#### WORK TO DO
Copy the mailing-list text below about installing Debian on a Pentium III, word for word and in full.

#### PROVIDED PASSAGE
Are you sure? The intel-microcode package is in the non-free section,
so I wouldn't expect this to be installed by the standard Debian
installer.

Also, touting the possibility of CPU bugs doesn't seem the most
compelling reason to upgrade upgrade hardware. The fact that it's a
1999 CPU with 768MB RAM and the tendency of software to bloat and
consume CPU and memory resources as time goes by should be enough. ;-)

-- 
Tixy




Re: Query

2022-02-07 Thread Chuck Zmudzinski

On 2/7/2022 4:36 PM, Greg Wooledge wrote:

On Mon, Feb 07, 2022 at 04:31:51PM -0500, Chuck Zmudzinski wrote:

On 2/7/2022 10:50 AM, William Lee Valentine wrote:

I am wondering whether a current Debian distribution can be installed
and run on an older Pentium III computer. (I have Debian 11.2 on a DVD.)

The computer is

    Dell Dimension XPS T500: Intel Pentium III processor (Katnai)
    memory: 756 megabytes, running at 500 megahertz
    IDE disc drive: 60 gigabytes
    Debian partition: currently 42 gigabytes
    Debian 6.0: Squeeze

Based on what others are saying, it looks like a typical modern Debian
desktop environment such as Gnome or Plasma KDE will not work well with such
an old system. I suggest you look for a Distro that is tailored for old
hardware.

Bah, silly.  Just use a traditional window manager instead of a bloated
Desktop Environment.  Problem solved.


Which windows manager for an extremely resource-limited system? Debian's 
wiki page on window managers lists more than 30 possibilities. Its not 
silly to take a look at a distro based on Debian that is tailored for 
low resources as a starting point to try and build a Debian 11.2 system 
that will work OK on a Pentium III with less than 1 GB of memory. Debian 
provides so many packages, and such distros like antiX can give one an 
idea about which packages to use when trying to build a Debian 11.2 
system that will work well on an older system with such a small amount 
of memory and such an old CPU.

#### GIVEN RECORDS
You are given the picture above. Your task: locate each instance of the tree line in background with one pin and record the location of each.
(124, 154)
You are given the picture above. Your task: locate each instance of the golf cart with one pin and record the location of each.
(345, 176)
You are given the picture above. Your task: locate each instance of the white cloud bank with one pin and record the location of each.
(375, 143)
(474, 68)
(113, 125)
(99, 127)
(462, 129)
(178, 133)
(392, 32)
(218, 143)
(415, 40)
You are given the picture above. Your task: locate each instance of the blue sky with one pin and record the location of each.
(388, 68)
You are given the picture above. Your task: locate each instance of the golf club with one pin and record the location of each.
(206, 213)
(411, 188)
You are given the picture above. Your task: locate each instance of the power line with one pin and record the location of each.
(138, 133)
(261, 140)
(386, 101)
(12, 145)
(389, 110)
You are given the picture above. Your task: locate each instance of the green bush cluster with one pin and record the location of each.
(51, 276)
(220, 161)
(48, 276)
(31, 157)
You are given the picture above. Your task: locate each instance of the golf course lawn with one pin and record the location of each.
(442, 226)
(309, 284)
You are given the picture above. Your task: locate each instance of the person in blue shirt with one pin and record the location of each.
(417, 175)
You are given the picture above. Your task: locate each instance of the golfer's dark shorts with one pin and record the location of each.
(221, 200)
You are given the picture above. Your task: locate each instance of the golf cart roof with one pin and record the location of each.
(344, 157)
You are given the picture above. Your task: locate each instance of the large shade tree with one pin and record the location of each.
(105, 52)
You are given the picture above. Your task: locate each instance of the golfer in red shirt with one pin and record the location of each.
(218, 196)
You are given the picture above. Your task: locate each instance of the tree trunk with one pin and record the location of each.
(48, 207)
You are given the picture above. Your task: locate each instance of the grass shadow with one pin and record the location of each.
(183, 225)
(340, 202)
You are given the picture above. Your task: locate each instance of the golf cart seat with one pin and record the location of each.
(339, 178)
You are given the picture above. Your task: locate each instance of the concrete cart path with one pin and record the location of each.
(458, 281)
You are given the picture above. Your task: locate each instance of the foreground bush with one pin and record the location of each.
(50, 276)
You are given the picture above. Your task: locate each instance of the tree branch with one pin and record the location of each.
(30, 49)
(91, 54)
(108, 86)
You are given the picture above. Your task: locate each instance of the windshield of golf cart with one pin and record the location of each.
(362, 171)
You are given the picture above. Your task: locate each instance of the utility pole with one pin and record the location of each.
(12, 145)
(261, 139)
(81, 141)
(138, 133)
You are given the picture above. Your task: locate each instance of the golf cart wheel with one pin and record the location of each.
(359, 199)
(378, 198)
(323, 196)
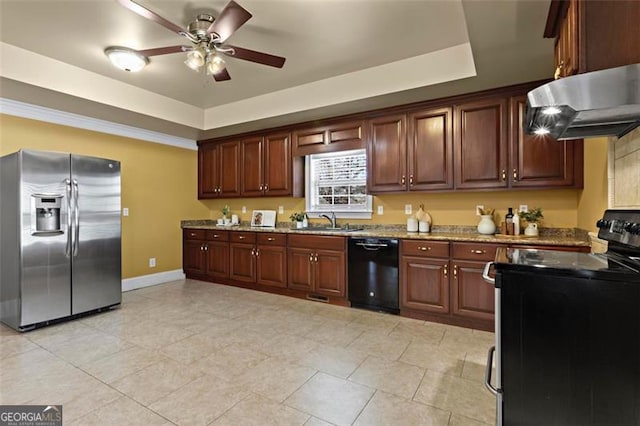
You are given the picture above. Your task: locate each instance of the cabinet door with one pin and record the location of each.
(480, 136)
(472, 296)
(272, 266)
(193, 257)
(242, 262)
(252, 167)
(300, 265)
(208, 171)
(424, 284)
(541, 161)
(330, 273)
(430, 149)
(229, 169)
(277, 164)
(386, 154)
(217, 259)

--

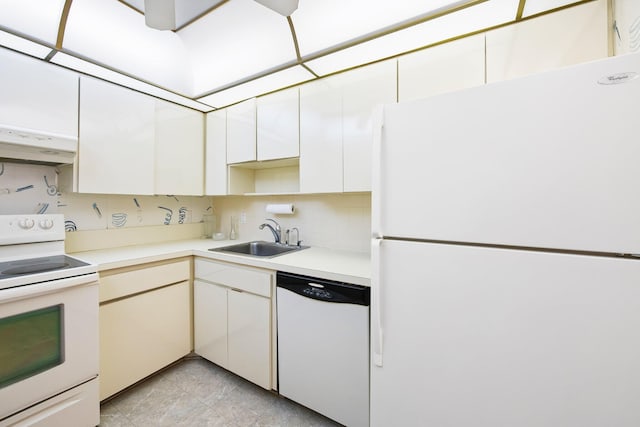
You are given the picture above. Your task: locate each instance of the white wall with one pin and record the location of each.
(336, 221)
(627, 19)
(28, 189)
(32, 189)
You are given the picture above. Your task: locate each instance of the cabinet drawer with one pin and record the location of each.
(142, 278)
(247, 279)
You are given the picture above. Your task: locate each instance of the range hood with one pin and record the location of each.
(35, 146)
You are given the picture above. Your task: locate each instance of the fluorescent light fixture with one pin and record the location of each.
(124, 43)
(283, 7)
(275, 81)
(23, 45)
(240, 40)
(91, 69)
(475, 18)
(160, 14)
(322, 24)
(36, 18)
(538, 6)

--

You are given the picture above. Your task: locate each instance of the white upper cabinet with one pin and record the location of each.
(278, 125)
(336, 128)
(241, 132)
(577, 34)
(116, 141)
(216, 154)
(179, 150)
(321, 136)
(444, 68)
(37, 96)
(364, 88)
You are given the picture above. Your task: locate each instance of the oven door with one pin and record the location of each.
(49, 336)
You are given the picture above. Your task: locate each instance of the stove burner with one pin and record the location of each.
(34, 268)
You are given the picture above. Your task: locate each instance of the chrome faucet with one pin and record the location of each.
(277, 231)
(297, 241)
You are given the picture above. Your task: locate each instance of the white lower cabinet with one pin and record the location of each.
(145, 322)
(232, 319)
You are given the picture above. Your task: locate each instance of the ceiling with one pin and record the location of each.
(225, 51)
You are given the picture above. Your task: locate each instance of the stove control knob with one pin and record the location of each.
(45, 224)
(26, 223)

#### WRITTEN REPLY
Are you sure? The intel-microcode package is in the non-free section,
so I wouldn't expect this to be installed by the standard Debian
installer.

Also, touting the possibility of CPU bugs doesn't seem the most
compelling reason to upgrade upgrade hardware. The fact that it's a
1999 CPU with 768MB RAM and the tendency of software to bloat and
consume CPU and memory resources as time goes by should be enough. ;-)

-- 
Tixy




Re: Query

2022-02-07 Thread Chuck Zmudzinski

On 2/7/2022 4:36 PM, Greg Wooledge wrote:

On Mon, Feb 07, 2022 at 04:31:51PM -0500, Chuck Zmudzinski wrote:

On 2/7/2022 10:50 AM, William Lee Valentine wrote:

I am wondering whether a current Debian distribution can be installed
and run on an older Pentium III computer. (I have Debian 11.2 on a DVD.)

The computer is

    Dell Dimension XPS T500: Intel Pentium III processor (Katnai)
    memory: 756 megabytes, running at 500 megahertz
    IDE disc drive: 60 gigabytes
    Debian partition: currently 42 gigabytes
    Debian 6.0: Squeeze

Based on what others are saying, it looks like a typical modern Debian
desktop environment such as Gnome or Plasma KDE will not work well with such
an old system. I suggest you look for a Distro that is tailored for old
hardware.

Bah, silly.  Just use a traditional window manager instead of a bloated
Desktop Environment.  Problem solved.


Which windows manager for an extremely resource-limited system? Debian's 
wiki page on window managers lists more than 30 possibilities. Its not 
silly to take a look at a distro based on Debian that is tailored for 
low resources as a starting point to try and build a Debian 11.2 system 
that will work OK on a Pentium III with less than 1 GB of memory. Debian 
provides so many packages, and such distros like antiX can give one an 
idea about which packages to use when trying to build a Debian 11.2 
system that will work well on an older system with such a small amount 
of memory and such an old CPU.